■ **Records provided**
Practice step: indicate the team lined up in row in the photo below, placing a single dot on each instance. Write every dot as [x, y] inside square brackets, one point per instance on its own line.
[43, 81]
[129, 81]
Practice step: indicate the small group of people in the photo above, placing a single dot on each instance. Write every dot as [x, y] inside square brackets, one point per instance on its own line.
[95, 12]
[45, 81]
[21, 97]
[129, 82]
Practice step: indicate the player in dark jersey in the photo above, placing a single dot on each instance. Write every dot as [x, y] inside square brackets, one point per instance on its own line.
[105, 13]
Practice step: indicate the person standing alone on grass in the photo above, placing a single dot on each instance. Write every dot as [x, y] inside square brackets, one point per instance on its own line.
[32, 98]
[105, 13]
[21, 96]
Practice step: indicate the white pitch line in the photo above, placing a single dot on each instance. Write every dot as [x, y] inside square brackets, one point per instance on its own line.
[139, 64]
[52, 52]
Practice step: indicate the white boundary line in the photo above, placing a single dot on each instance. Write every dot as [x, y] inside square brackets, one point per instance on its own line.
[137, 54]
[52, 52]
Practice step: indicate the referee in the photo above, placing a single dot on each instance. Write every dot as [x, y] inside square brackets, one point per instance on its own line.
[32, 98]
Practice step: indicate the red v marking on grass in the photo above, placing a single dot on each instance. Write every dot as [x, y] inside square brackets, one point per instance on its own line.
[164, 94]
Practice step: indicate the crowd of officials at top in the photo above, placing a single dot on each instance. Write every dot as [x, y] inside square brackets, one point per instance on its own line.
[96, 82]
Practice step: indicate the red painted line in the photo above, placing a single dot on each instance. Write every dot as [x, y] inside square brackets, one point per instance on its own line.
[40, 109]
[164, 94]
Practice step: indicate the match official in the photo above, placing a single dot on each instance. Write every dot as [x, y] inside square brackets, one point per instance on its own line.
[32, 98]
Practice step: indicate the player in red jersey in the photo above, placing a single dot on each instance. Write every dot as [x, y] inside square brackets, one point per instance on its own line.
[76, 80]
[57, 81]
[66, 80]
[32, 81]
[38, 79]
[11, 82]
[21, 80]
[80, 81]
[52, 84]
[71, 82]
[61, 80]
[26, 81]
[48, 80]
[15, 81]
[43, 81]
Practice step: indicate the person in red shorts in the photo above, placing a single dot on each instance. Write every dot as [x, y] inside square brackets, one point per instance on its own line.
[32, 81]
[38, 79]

■ **What needs to be done**
Nothing should be left out: repeat all of the data exactly.

■ **Result of this exercise**
Practice step: indicate the team lined up in row in the photo below, placing a single dot on each instance. Write every dot as [x, y] inside square brackets, one point per instance on its own line.
[43, 81]
[129, 81]
Practice step: indicate the small group of people in the photo above, placing a single dot on each instance. Write every dot as [x, y] inside square brackets, one point per instance on its own line.
[95, 12]
[45, 81]
[21, 97]
[129, 82]
Practice step: indicate the player in dark jersey in the photo above, placing a single dot on each instance. Write every dot as [x, y] inside square brackets, one point per instance on its own line.
[105, 13]
Practice step: indicate the person standing alone on grass in the photo above, placing a single dot on each instance. Write every dot as [x, y] inside square brackets, one point per instance on its own line.
[32, 98]
[105, 13]
[21, 96]
Practice step: indicate the white pitch line in the photo above, placing a single dot on each instance. Write every dot as [x, y] inside square brackets, one point per instance on its own line.
[139, 64]
[52, 52]
Practice step: indicate the white boundary line in the photo above, placing a single dot on each instance. Write every dot as [x, y] inside square brackets, one point per instance on its own line.
[137, 54]
[52, 52]
Practice step: indicate the referee in the photo above, placing a single dot on each instance. Write every dot as [x, y] inside square brackets, one point per instance on its own line.
[32, 98]
Practice step: indicate the red v marking on grass in the photo above, placing a single dot on each instance. Write every dot as [x, y] inside square brackets, one point per instance on its own line.
[164, 94]
Practice step: indicate the crowd of officials at top in the photo above, placing a single dot on each instance. Write every dot as [x, y] inside square brackets, one point per instance on its own line.
[96, 82]
Practice step: indicate the red painted line in the photo above, placing a single dot on each instance. Write every dot as [x, y] inside square brackets, one point per instance on its own line.
[40, 109]
[164, 94]
Practice step: indicate the match official in the photo above, placing a single dot on each instance. Write every dot as [x, y] inside square brackets, one point per instance on its own line.
[32, 98]
Practice step: indicate the player in red jersey in the photo above, placing a single dot on each instance. Write every dot as [x, y] inside square brackets, one point per instance on its own line.
[76, 80]
[57, 81]
[66, 80]
[32, 81]
[38, 79]
[11, 82]
[21, 80]
[80, 81]
[52, 84]
[71, 82]
[61, 80]
[26, 81]
[48, 80]
[15, 81]
[43, 81]
Practice step: indicate the person in red shorts in the photo above, placing a single dot on each instance. Write every dot as [x, y] inside square brackets, one point per instance on its own line.
[32, 81]
[38, 79]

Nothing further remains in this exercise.